*TEXT SHOWN*:

========================================================================

The bath restores the soldiers' morale. Lucius tells Hadrian it was Antoninus' idea to restore his place in the line of succession. Satsuki confesses her feelings to Lucius and, although he does not return her feelings, he thanks her for supporting him in his efforts. As she cries, she begins to disappear as she is transported back to the present day; Lucius comforts her by saying they will meet again as "all roads lead to Rome".

Back in Japan, Satsuki successfully pitches a Manga series based on her experiences to a publisher. As she walks over a bridge in Tokyo, she is happy to find Lucius as he emerges from the water.

== Cast ==
- Hiroshi Abe as Lucius
- Aya Ueto as Mami Yamakoshi
- Kazuki Kitamura as Ceionius
- Riki Takeuchi as Tateno
- Kai Shishido as Antoninus
- Takashi Sasano as Shūzo Yamakoshi
- Masachika Ichimura as Hadrian
- Midoriko Kimura as Yumi Yamakoshi
- Katsuya as Marcus

== Reception ==
As of July 29, the film had a box office gross of US$74,091,903. It was the second highest-grossing domestic film at the Japanese box office in 2012 and, as of January 5, 2015, is the 95th highest-grossing film in Japan, with ¥5.98 billion.

========================================================================

*RECORDS PROVIDED*:
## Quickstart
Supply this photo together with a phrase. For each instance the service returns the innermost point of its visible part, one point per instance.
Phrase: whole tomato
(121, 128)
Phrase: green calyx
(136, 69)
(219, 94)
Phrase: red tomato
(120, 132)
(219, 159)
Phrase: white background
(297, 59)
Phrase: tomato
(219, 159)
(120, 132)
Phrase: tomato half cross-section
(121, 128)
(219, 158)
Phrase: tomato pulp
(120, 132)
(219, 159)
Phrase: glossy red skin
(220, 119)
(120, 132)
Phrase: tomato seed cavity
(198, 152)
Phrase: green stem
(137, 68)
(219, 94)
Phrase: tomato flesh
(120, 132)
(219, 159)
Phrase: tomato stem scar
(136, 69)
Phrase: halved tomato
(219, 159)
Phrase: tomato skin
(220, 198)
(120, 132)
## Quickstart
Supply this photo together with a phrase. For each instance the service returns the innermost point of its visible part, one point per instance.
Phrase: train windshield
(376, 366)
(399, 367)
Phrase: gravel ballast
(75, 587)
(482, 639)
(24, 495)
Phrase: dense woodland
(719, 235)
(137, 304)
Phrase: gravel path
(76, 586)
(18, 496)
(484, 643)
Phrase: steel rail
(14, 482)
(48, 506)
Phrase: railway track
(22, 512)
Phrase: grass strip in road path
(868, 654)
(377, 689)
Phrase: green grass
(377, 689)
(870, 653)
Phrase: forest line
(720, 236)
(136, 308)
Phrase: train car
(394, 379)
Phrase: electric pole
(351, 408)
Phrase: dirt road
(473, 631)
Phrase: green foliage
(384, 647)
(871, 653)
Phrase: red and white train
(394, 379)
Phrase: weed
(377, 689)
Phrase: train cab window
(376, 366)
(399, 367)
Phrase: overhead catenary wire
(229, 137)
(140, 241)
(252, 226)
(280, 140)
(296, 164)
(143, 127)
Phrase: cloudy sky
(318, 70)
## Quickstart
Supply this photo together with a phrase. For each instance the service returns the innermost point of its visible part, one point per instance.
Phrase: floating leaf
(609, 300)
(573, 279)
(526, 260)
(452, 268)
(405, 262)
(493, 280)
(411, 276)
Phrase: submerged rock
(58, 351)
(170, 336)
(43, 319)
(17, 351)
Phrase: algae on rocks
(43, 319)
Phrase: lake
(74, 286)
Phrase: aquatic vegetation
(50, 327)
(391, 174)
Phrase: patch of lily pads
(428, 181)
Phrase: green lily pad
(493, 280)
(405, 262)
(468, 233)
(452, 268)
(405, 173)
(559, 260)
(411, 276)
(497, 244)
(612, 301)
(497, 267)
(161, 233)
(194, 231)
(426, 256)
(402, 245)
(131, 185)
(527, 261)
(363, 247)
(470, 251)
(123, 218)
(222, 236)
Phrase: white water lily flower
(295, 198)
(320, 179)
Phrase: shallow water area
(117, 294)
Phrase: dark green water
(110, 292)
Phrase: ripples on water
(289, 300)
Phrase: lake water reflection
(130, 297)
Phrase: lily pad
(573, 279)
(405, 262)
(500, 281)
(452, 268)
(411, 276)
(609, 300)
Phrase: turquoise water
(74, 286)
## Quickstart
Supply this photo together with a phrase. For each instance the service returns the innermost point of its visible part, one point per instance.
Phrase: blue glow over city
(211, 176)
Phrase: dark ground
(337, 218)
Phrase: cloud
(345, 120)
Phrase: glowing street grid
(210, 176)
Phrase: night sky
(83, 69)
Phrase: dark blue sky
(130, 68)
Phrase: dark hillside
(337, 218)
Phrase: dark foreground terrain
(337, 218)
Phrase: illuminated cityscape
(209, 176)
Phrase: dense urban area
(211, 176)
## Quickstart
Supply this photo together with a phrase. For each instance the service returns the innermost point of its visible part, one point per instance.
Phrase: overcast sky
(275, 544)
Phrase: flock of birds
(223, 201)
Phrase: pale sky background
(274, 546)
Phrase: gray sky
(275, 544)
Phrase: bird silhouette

========================================================================

*PROBLEMS AND TASKS*:
• A. Show every row that contains the string "blue", treating uppercase and lowercase letters as different.
• B. Resume the film article with new sentences that follow its final line.
The film article and the rows are separate material.

*EXPECTED OUTPUTS*:
• A.
Phrase: blue glow over city
Phrase: dark blue sky

• B.
Hiroshi Abe won Outstanding Performance by an Actor in a Leading Role for the film at the 36th Japan Academy Film Prize presentation. Thermae Romae also received a nomination for Mitsuo Harada's art direction at the same awards.

Thermae Romae earned HK$1,498,789 at the Hong Kong box office.

The film had its North American premiere in September 2012 at the Toronto International Film Festival.